- **WHAT YOU SHOULD DO**
Your answer must consist of the lines running from the one that holds "Question. Identify every instance of the dolphin tail" to the end of the data, copied exactly.

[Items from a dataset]

···

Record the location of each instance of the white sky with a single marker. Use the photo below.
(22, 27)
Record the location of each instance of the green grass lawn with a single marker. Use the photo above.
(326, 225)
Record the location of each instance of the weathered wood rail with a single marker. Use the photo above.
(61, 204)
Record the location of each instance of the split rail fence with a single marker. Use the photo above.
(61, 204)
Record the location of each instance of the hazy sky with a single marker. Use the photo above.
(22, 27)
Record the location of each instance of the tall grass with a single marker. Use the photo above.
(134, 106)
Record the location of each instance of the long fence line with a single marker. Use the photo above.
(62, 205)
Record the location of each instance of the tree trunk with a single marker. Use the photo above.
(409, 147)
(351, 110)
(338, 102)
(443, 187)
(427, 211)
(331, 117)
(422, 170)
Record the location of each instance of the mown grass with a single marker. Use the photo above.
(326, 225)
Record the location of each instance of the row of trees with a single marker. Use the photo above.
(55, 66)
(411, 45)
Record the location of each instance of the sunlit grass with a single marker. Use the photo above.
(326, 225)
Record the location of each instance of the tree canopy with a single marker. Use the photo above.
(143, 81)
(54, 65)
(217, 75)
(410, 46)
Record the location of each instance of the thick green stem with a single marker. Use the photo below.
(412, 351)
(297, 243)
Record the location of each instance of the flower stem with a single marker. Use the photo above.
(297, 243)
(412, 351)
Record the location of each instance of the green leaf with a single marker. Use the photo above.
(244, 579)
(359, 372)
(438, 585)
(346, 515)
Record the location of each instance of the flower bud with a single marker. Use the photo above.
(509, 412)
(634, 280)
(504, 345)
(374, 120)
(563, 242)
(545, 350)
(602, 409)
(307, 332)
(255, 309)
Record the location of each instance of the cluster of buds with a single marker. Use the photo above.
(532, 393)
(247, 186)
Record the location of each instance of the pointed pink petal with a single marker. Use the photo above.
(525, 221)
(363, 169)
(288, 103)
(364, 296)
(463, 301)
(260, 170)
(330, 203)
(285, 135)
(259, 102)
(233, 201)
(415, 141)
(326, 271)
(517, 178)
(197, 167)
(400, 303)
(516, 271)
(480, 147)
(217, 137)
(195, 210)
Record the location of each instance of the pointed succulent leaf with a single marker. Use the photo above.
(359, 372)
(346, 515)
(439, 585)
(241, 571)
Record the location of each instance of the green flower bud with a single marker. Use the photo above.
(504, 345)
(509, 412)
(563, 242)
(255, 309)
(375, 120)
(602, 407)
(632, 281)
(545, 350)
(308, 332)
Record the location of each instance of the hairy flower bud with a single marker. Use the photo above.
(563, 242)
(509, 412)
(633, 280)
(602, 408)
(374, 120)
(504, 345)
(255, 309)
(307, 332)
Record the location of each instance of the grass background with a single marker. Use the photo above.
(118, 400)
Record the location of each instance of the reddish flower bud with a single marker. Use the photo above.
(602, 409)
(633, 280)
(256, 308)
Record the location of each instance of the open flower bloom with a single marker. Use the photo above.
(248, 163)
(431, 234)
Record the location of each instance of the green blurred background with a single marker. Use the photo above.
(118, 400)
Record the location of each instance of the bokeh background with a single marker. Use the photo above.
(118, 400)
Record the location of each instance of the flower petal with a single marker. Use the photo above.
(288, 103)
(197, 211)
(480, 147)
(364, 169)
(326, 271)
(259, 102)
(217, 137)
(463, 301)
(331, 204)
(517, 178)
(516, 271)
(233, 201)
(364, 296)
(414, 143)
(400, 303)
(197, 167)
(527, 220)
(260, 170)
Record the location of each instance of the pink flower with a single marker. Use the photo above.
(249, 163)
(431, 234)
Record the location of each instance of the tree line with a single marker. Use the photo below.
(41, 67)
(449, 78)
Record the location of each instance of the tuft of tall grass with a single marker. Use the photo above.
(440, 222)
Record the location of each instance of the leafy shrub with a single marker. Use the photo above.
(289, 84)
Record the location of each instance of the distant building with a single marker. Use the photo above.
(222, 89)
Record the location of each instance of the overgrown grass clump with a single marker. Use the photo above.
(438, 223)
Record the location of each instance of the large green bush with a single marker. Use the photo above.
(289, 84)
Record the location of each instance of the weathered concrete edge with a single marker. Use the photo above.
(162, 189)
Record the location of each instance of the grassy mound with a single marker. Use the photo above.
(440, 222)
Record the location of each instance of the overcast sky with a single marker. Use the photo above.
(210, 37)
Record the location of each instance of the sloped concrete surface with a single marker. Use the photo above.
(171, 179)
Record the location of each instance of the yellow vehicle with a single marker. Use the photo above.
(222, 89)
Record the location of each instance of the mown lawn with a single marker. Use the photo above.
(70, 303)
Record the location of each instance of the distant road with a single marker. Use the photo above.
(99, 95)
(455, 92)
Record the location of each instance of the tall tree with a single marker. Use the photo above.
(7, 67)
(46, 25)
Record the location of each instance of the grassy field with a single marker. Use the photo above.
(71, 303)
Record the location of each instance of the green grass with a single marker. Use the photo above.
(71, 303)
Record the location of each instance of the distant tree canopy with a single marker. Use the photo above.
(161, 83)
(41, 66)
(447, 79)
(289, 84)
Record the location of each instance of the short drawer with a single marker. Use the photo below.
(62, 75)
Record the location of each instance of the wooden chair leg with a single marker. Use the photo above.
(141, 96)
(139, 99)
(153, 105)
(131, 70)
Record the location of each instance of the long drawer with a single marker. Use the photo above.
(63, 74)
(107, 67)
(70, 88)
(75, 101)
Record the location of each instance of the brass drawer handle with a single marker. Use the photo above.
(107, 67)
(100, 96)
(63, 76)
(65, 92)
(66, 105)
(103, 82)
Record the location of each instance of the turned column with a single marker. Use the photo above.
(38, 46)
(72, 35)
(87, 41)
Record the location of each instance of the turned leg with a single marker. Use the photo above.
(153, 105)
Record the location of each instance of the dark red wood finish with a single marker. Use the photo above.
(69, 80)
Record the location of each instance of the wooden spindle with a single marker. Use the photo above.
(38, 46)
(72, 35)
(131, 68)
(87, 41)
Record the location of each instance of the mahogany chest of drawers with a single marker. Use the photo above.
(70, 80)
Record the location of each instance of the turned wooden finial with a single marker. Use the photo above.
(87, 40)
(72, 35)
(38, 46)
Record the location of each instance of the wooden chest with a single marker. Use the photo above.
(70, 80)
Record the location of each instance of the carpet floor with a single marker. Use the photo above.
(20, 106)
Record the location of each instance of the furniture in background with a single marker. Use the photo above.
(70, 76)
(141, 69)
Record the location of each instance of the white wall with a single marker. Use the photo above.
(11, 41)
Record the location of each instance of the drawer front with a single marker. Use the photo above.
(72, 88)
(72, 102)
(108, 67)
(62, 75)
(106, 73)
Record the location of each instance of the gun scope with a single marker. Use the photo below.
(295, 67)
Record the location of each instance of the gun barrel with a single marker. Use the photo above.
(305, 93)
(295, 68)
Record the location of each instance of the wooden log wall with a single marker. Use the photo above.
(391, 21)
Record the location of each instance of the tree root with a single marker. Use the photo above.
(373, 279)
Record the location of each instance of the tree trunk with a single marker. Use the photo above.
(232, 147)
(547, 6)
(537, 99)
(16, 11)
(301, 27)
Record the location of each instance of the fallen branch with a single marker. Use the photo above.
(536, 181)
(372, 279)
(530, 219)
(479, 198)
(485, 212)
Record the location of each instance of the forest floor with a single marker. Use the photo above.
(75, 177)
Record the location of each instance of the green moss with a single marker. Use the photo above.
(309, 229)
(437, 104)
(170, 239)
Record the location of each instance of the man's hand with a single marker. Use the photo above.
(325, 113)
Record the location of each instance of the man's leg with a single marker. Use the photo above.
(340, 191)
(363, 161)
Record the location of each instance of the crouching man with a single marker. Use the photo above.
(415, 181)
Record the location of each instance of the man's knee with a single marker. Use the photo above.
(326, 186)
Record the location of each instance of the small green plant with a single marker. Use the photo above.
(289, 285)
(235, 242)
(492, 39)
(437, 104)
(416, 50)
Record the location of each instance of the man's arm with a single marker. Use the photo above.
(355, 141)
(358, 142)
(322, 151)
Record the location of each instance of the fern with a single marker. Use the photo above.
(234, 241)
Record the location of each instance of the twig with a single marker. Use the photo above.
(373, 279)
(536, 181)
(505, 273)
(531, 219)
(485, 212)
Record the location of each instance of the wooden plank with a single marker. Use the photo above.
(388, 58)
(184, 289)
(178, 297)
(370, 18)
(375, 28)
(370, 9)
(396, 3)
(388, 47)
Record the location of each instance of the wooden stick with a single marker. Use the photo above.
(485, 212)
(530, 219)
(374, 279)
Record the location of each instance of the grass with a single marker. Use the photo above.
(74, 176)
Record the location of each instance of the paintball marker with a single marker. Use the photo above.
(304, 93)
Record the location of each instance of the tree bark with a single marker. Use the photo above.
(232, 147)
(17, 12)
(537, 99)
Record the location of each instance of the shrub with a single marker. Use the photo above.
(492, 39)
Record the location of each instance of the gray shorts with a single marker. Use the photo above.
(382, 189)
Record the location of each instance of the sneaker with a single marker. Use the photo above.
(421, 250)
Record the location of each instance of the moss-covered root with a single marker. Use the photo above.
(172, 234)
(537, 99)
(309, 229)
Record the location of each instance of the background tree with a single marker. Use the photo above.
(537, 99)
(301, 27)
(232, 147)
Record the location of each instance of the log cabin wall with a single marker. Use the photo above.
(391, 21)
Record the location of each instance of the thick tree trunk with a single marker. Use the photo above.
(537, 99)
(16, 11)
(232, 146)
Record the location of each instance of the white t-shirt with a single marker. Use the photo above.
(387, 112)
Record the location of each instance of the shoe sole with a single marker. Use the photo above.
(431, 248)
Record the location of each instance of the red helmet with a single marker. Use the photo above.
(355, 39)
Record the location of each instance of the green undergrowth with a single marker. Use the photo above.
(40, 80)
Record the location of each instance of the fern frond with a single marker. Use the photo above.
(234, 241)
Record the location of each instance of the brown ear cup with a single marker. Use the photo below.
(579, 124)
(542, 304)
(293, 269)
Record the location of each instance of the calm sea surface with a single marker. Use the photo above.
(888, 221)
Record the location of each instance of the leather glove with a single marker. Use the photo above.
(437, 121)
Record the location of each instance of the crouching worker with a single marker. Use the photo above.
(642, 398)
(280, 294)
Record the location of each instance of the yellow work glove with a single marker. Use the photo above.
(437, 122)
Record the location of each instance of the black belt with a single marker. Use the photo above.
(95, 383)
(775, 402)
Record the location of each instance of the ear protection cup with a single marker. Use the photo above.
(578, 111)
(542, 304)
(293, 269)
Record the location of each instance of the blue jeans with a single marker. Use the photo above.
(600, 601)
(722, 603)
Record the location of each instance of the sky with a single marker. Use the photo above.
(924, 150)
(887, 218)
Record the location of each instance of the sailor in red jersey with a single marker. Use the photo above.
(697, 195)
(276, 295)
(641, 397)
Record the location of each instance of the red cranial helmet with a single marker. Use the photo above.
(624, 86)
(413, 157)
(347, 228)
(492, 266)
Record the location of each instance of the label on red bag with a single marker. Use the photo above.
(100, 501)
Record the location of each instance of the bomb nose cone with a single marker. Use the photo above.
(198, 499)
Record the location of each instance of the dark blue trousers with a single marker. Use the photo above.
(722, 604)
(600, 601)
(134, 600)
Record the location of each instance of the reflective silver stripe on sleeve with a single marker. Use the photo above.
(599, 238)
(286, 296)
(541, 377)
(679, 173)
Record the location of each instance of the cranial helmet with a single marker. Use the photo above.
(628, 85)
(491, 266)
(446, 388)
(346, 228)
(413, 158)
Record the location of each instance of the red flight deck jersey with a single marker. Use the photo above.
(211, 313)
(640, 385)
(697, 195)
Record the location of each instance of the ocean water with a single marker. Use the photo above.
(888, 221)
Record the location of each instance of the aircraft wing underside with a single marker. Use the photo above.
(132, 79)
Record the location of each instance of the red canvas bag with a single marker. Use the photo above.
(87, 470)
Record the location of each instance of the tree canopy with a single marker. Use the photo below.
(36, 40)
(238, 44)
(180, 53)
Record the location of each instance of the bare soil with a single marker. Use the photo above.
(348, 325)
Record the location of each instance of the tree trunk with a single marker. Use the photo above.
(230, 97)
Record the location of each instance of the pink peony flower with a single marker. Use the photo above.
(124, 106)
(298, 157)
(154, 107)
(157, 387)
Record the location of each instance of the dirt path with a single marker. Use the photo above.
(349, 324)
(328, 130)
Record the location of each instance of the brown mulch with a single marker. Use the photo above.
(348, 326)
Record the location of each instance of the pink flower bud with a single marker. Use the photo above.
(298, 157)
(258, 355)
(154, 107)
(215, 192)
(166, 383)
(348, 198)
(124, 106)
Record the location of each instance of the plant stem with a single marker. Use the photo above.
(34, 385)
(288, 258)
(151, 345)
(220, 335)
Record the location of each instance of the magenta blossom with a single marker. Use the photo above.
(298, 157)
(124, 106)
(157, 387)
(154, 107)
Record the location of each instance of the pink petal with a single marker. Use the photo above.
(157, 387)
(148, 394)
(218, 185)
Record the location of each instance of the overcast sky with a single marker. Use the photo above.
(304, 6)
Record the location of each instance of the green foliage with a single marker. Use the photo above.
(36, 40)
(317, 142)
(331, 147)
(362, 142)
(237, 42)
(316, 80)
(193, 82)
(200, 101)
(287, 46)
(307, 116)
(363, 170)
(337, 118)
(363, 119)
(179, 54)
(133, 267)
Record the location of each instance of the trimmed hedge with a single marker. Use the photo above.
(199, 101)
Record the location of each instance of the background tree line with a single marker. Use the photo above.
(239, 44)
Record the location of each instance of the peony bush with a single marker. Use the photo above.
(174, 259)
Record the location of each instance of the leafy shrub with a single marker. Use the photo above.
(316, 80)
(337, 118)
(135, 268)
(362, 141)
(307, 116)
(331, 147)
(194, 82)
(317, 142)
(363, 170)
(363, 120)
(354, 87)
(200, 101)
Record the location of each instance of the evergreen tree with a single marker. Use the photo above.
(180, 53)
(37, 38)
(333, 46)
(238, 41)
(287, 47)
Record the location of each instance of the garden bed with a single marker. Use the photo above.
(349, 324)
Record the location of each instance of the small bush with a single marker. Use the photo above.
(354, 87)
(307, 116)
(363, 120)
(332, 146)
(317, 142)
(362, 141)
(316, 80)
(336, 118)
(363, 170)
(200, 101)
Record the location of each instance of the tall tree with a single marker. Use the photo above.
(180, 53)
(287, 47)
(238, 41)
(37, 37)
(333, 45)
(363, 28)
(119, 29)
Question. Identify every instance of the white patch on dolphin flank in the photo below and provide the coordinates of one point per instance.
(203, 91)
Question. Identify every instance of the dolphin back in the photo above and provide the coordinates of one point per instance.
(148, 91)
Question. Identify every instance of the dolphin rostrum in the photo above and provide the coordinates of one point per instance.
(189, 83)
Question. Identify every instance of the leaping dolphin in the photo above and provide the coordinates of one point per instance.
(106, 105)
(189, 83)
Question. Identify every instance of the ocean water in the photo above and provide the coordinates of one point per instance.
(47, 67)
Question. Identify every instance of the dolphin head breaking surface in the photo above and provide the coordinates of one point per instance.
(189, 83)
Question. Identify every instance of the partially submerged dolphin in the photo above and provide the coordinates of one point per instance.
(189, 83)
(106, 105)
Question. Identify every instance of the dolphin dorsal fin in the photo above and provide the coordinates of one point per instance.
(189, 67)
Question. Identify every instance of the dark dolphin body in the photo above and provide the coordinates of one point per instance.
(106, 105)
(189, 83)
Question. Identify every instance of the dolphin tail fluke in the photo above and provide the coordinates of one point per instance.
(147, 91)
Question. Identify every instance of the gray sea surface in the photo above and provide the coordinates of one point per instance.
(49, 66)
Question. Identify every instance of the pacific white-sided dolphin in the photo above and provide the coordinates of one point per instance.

···

- **ANSWER TO THE PROBLEM**
Question. Identify every instance of the dolphin tail fluke in the photo above and provide the coordinates of one point per instance.
(147, 91)
Question. Identify every instance of the gray sea surface in the photo above and provide the coordinates of one point per instance.
(49, 66)
Question. Identify every instance of the pacific white-sided dolphin in the photo above and provide the coordinates of one point per instance.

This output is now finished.